### Text block
Re: [patch V2 1/2] genriq: Avoid summation loops for /proc/stat

From: Andrew Morton
Date: Fri Feb 08 2019 - 18:21:56 EST


On Fri, 8 Feb 2019 17:46:39 -0500 Waiman Long <longman@xxxxxxxxxx> wrote:

> On 02/08/2019 05:32 PM, Andrew Morton wrote:
> > On Fri, 08 Feb 2019 14:48:03 +0100 Thomas Gleixner <tglx@xxxxxxxxxxxxx> wrote:
> >
> >> Waiman reported that on large systems with a large amount of interrupts the
> >> readout of /proc/stat takes a long time to sum up the interrupt
> >> statistics. In principle this is not a problem. but for unknown reasons
> >> some enterprise quality software reads /proc/stat with a high frequency.
> >>
> >> The reason for this is that interrupt statistics are accounted per cpu. So
> >> the /proc/stat logic has to sum up the interrupt stats for each interrupt.
> >>
> >> This can be largely avoided for interrupts which are not marked as
> >> 'PER_CPU' interrupts by simply adding a per interrupt summation counter
> >> which is incremented along with the per interrupt per cpu counter.
> >>
> >> The PER_CPU interrupts need to avoid that and use only per cpu accounting
> >> because they share the interrupt number and the interrupt descriptor and
> >> concurrent updates would conflict or require unwanted synchronization.

[Source records]
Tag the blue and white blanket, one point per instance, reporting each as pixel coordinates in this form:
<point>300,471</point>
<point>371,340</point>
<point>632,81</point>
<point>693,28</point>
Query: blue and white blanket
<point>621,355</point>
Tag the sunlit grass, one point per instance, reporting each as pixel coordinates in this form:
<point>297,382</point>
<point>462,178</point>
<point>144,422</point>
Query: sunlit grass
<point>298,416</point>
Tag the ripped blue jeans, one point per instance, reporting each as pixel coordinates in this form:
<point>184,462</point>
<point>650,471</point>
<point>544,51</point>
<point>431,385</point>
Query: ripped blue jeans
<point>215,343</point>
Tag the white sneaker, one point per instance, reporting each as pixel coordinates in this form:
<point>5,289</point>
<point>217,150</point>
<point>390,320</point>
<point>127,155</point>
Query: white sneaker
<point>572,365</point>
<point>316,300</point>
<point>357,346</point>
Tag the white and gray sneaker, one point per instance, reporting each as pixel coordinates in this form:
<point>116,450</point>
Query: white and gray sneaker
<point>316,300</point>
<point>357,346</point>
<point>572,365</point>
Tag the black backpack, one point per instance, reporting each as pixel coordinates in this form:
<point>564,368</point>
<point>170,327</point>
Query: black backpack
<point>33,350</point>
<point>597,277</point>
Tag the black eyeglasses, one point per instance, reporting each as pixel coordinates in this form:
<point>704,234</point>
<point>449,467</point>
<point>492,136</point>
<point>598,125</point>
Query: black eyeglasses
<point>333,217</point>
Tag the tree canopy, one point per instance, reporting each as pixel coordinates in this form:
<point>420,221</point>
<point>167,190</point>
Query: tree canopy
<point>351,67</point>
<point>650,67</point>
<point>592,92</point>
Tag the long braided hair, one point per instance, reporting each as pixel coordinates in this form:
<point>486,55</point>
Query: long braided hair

### Required work
- 1) From the /proc/stat patch message above the records, reproduce word for word the passage starting with "On Fri, 8 Feb" and going on through "for each interrupt.".
- 2) Answer these questions about the /proc/stat patch message above the records:
(a) According to the "From" line, who wrote the message?
(b) Which interrupts need to use only per cpu accounting?
(c) What counter is proposed for interrupts not marked as 'PER_CPU'?

### Answers for the exercise
- 1)
On Fri, 8 Feb 2019 17:46:39 -0500 Waiman Long <longman@xxxxxxxxxx> wrote:

> On 02/08/2019 05:32 PM, Andrew Morton wrote:
> > On Fri, 08 Feb 2019 14:48:03 +0100 Thomas Gleixner <tglx@xxxxxxxxxxxxx> wrote:
> >
> >> Waiman reported that on large systems with a large amount of interrupts the
> >> readout of /proc/stat takes a long time to sum up the interrupt
> >> statistics. In principle this is not a problem. but for unknown reasons
> >> some enterprise quality software reads /proc/stat with a high frequency.
> >>
> >> The reason for this is that interrupt statistics are accounted per cpu. So
> >> the /proc/stat logic has to sum up the interrupt stats for each interrupt.

- 2)
(a) Andrew Morton
(b) The PER_CPU interrupts
(c) A per interrupt summation counter, incremented along with the per interrupt per cpu counter